▼

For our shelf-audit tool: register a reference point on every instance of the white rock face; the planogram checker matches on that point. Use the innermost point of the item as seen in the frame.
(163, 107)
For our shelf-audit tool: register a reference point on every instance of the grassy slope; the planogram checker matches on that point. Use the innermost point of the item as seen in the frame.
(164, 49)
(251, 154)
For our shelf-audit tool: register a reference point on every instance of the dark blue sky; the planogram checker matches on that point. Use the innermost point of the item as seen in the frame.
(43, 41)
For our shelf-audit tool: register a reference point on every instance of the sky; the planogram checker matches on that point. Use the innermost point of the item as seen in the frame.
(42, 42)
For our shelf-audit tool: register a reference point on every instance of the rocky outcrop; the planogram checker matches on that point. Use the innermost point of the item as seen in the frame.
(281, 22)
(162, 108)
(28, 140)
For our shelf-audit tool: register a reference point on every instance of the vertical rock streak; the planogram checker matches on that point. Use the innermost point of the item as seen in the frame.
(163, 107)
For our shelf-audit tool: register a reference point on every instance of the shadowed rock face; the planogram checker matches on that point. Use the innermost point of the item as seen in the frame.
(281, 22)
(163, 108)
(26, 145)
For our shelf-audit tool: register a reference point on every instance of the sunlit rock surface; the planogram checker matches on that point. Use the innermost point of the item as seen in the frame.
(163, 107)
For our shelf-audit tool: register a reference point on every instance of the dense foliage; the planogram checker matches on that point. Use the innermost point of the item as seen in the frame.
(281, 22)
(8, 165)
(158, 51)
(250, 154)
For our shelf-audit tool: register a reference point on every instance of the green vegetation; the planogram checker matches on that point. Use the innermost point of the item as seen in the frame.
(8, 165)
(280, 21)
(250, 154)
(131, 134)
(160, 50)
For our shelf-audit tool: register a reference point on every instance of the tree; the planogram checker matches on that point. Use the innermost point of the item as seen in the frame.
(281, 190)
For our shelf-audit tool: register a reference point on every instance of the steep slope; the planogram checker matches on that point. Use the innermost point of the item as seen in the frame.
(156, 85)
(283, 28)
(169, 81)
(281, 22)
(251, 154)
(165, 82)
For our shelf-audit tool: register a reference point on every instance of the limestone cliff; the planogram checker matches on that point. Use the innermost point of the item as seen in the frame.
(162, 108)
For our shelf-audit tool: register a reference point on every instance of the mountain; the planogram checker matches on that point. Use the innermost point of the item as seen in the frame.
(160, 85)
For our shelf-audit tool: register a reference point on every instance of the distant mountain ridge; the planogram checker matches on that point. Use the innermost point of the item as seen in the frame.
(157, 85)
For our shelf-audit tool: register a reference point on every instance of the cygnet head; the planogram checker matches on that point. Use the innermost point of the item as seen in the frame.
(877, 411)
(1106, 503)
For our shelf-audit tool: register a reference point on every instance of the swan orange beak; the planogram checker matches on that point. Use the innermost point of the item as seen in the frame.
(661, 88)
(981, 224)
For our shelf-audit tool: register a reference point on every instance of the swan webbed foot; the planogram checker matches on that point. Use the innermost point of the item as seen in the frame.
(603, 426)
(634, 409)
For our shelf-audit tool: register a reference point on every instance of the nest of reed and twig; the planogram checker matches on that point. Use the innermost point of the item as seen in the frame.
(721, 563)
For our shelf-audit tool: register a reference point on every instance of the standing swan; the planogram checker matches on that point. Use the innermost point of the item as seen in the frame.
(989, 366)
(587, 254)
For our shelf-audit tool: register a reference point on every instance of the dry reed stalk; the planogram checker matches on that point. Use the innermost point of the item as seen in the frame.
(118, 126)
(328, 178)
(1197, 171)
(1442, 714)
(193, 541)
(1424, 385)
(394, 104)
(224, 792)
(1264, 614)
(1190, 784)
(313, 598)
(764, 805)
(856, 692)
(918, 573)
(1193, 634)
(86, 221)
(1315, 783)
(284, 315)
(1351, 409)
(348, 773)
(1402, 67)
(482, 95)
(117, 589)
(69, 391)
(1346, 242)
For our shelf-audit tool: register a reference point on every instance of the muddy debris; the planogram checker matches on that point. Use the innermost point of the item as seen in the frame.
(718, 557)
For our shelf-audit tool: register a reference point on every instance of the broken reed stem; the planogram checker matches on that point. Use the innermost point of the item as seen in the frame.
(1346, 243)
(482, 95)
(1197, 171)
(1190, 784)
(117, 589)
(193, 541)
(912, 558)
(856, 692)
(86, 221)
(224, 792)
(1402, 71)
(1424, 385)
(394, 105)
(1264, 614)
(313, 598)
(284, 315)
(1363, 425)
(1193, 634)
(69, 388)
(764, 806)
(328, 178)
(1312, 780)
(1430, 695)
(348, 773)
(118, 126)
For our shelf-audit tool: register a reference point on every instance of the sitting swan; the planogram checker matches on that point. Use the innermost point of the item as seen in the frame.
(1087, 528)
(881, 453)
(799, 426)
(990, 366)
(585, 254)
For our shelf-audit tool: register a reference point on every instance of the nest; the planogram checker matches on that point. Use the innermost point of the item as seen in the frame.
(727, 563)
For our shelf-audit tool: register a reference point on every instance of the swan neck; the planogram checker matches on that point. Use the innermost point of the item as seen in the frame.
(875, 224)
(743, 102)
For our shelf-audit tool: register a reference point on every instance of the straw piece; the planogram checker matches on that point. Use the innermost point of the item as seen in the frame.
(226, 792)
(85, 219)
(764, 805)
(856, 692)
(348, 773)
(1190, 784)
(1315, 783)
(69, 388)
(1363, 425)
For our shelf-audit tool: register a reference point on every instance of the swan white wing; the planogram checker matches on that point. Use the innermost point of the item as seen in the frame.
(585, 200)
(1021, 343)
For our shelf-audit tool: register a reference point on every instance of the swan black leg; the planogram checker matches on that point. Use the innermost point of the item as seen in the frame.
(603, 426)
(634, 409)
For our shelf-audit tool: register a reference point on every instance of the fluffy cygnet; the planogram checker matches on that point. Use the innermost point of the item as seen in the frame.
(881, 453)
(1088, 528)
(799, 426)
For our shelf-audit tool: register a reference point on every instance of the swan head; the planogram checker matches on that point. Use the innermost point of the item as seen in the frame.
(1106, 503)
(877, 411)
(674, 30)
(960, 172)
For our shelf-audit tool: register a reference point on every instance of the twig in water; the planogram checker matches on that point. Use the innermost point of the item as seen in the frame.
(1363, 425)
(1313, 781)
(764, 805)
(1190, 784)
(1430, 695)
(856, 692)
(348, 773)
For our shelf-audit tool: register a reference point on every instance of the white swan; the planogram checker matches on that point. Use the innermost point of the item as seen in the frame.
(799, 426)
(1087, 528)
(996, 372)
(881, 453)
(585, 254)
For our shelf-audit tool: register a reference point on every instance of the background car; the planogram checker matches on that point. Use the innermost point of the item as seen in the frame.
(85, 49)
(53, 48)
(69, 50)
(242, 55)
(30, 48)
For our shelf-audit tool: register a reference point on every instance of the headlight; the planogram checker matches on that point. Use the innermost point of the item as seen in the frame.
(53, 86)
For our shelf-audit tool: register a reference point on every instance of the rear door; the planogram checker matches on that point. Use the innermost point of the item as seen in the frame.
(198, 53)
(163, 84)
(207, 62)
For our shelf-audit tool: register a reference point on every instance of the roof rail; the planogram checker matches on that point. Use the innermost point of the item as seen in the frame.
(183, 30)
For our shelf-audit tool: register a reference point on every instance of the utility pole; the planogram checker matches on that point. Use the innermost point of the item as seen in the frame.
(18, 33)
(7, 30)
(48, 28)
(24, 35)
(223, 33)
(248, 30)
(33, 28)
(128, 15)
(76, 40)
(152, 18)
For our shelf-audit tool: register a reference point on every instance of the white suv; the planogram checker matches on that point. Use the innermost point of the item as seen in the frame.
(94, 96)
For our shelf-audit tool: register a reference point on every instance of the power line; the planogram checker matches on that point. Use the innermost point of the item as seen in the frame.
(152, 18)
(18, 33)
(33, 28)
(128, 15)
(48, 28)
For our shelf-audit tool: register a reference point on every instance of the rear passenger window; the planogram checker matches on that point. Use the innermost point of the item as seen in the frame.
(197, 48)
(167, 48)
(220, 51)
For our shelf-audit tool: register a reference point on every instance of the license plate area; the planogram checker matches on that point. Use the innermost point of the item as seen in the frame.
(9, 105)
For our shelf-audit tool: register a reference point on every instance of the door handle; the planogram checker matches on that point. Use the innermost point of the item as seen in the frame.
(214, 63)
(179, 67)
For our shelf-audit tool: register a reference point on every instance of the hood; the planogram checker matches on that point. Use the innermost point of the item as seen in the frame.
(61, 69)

▲

### What this task involves
Using the records above, please retype only the run of lines from the line holding "the rear passenger" through the last line, both ends included.

### Written solution
For our shelf-audit tool: register a reference point on every instance of the rear passenger window; the planogram checker matches on that point. Use the innermost point of the item as seen in the frame.
(197, 48)
(167, 48)
(220, 51)
For our shelf-audit tool: register a reference point on every instance of the license plate area; the planogram checker matches on that point. Use the innermost point of the item as seen in the frame.
(9, 105)
For our shelf-audit tool: register a reference point on every instance of the door handle; the planogram checker matches on that point. Use the innermost point of the item as seen in the frame.
(214, 63)
(179, 67)
For our shelf-audit tool: register a reference point on every instance of the hood; the planogram checker matches on that point. Use the innermost point of the item as seen in the frame.
(61, 69)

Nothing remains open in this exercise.